◆ Passage shown ◆
● ● ●

Artists, record companies lose $2.7 billion revenue annually because small business stream music from personal accounts at cafes.

Your Local Cafe Is Probably Streaming Music Illegally
People sit inside a cafe in Buenos Aires, Argentina. (Photographer: Erica Canepa/Bloomberg)

(Bloomberg) -- Artists and record companies lose $2.7 billion in revenue annually because small business owners typically stream music from personal accounts at cafes or barber shops rather than a commercial-use license.

Music makers earn a lot more when their tunes are aired in restaurants, stores and other business venues to help drum up extra trade. Consumer streaming services, such as from Spotify Technology SA and Apple Inc., don’t include those rights, according to a Nielsen study.

“Personal music services are not designed for business use, which means music makers get less money than they should,” Nielsen said in the report, which was commissioned by Swedish Muzak streamer Soundtrack Your Brand AB.

The market for business background music is worth as much as $5 billion globally, less than a third of the size of the consumer market, but it has much better margins. Consumer streaming has become the music industry’s largest source of growth in the past few years, but small and medium-sized business have by and large used consumer services illegally.

Andreas Liffgarden and Ola Sars, co-founders of Soundtrack, are hoping the Stockholm-based startup can replicate the success Spotify had in weening consumers off pirated music or illegal streaming, but in commercial settings. Spotify owns a minority stake in Soundtrack.

Nielsen Music interviewed about 5,000 small-business owners in the U.S. U.K., Sweden, Spain, Italy, Germany and France and found that 83 percent of those that play background music incorrectly use personal accounts. Nielsen estimates 21.3 million businesses use consumer services globally, costing artist billions in lower payouts.

A cafe or a shop pays about $35 a month for a commercial license, compared with about $10 for a consumer service.

● ● ●

◆ Problem to work on ◆
Reproduce, word for word, the stretch of the article on cafe music streaming from "Your Local Cafe" up to and including "a Nielsen study.".

● ● ●

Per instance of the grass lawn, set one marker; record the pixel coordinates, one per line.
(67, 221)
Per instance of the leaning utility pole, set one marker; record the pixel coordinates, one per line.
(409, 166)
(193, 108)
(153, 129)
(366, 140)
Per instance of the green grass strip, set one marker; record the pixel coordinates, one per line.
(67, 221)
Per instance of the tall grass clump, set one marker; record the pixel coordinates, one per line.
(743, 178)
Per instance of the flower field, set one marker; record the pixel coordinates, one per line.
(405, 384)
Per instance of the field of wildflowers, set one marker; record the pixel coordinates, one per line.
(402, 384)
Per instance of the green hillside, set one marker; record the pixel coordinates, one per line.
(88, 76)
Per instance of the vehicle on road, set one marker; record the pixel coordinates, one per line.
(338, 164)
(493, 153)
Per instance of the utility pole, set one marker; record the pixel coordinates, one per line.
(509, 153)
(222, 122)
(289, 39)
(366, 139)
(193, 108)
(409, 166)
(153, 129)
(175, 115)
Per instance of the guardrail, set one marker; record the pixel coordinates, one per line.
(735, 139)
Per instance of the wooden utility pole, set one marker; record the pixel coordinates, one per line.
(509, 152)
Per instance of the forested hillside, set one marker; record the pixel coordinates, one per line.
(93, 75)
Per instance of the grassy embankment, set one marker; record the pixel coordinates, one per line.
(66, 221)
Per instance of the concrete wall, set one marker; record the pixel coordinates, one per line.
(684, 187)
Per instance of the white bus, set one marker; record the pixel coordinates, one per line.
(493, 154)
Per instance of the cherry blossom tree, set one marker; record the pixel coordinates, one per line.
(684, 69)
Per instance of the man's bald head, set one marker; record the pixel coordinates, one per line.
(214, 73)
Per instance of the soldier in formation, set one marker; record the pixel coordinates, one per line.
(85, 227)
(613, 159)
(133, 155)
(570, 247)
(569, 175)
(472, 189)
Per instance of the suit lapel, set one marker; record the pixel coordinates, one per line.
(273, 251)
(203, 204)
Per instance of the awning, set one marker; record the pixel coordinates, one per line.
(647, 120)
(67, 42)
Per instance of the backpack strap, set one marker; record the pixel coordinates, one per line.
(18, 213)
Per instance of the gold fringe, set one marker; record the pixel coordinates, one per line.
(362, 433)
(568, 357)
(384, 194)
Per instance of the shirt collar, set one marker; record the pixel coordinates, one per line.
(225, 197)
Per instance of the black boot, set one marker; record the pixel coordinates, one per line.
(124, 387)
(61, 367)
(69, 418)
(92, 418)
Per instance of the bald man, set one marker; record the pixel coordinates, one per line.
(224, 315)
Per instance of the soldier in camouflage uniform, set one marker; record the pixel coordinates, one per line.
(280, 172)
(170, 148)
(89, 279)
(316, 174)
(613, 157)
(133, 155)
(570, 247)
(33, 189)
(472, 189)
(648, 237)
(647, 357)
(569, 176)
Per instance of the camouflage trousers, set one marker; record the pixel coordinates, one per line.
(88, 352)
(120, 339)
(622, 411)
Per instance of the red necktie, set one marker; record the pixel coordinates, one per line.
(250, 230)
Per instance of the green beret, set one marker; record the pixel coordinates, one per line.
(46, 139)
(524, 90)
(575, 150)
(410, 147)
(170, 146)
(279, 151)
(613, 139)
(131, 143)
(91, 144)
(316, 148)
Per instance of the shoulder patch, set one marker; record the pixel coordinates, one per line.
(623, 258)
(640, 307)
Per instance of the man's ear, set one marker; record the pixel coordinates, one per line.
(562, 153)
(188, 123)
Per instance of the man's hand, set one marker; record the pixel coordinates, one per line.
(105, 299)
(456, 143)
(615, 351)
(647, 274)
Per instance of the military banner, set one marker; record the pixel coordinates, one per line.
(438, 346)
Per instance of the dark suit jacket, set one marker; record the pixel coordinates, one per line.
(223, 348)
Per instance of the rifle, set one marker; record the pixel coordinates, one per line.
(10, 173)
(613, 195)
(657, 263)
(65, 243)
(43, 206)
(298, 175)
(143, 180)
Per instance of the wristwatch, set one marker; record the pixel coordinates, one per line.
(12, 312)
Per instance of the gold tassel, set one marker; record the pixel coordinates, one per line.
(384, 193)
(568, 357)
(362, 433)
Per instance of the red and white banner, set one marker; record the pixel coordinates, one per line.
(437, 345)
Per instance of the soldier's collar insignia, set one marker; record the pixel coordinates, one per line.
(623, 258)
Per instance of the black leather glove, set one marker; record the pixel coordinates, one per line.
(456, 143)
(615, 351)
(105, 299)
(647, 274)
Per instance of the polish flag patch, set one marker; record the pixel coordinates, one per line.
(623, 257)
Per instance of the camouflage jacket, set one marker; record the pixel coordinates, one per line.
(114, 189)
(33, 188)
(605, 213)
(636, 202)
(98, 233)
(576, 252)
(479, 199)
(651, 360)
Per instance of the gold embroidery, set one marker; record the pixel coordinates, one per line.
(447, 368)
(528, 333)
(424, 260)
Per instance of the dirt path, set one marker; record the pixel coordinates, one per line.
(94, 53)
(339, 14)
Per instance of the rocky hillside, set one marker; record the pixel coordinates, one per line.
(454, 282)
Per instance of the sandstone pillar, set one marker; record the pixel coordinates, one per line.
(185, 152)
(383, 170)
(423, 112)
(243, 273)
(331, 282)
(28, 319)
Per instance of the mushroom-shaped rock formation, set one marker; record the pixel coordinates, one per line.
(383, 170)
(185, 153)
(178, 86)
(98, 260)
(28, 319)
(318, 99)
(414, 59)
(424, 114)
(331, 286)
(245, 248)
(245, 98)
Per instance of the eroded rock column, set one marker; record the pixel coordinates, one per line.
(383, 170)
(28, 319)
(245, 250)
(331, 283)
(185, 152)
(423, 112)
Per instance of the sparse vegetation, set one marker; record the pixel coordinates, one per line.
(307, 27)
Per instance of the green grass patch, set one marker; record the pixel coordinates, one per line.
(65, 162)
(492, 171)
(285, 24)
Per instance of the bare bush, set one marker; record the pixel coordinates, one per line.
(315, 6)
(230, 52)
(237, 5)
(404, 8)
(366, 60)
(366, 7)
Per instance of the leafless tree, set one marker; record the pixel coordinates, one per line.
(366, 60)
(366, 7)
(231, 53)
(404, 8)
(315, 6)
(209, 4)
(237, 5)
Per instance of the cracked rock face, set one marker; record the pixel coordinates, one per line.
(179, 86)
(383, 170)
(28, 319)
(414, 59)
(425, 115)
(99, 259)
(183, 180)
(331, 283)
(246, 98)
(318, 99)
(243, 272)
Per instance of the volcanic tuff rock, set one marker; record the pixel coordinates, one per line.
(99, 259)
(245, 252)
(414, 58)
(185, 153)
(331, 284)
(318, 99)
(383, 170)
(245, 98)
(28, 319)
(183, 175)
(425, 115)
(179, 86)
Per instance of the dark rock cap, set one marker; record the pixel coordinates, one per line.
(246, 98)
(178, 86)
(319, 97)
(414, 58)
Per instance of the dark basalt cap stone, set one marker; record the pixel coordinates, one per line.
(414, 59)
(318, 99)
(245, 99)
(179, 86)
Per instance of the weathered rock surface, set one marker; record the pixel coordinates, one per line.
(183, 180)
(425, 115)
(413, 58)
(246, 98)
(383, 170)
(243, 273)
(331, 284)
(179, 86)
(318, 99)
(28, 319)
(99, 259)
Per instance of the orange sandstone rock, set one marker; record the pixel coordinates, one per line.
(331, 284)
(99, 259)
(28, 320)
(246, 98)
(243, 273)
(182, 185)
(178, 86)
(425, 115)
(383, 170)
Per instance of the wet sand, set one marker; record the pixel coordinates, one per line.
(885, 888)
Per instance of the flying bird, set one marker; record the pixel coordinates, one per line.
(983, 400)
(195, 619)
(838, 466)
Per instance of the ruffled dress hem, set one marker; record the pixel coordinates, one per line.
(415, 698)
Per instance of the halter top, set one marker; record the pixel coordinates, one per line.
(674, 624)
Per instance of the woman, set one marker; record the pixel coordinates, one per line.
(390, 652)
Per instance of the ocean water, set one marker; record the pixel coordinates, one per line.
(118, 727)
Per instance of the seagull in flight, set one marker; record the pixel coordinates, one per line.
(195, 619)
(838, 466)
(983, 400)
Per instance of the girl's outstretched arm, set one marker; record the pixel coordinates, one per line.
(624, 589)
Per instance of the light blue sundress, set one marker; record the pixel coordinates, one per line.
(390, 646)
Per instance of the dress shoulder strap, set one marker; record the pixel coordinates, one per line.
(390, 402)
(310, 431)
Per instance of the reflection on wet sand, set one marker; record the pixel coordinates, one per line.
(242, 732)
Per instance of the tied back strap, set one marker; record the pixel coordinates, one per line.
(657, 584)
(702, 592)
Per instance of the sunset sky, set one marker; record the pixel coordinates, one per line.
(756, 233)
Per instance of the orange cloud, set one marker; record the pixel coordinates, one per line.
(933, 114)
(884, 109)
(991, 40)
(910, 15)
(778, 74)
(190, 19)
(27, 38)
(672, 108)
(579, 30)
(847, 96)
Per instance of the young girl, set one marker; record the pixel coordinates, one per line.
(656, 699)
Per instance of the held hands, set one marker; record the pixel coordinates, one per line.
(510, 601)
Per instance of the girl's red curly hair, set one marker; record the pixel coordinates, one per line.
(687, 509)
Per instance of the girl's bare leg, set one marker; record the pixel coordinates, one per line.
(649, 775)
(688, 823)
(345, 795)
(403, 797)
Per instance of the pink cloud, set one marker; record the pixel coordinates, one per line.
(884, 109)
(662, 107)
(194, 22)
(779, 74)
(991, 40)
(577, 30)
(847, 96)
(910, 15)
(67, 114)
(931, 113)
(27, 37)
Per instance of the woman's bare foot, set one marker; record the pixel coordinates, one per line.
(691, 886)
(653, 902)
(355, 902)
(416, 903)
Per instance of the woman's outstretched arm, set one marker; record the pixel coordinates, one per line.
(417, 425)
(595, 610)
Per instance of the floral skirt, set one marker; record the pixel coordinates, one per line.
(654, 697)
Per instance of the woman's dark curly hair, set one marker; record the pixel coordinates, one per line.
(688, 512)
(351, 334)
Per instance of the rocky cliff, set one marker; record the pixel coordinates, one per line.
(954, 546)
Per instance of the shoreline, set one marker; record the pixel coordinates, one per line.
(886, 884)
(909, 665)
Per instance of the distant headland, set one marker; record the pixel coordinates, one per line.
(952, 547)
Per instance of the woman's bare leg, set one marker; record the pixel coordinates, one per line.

● ● ●

◆ Completed exercise ◆
Your Local Cafe Is Probably Streaming Music Illegally
People sit inside a cafe in Buenos Aires, Argentina. (Photographer: Erica Canepa/Bloomberg)

(Bloomberg) -- Artists and record companies lose $2.7 billion in revenue annually because small business owners typically stream music from personal accounts at cafes or barber shops rather than a commercial-use license.

Music makers earn a lot more when their tunes are aired in restaurants, stores and other business venues to help drum up extra trade. Consumer streaming services, such as from Spotify Technology SA and Apple Inc., don’t include those rights, according to a Nielsen study.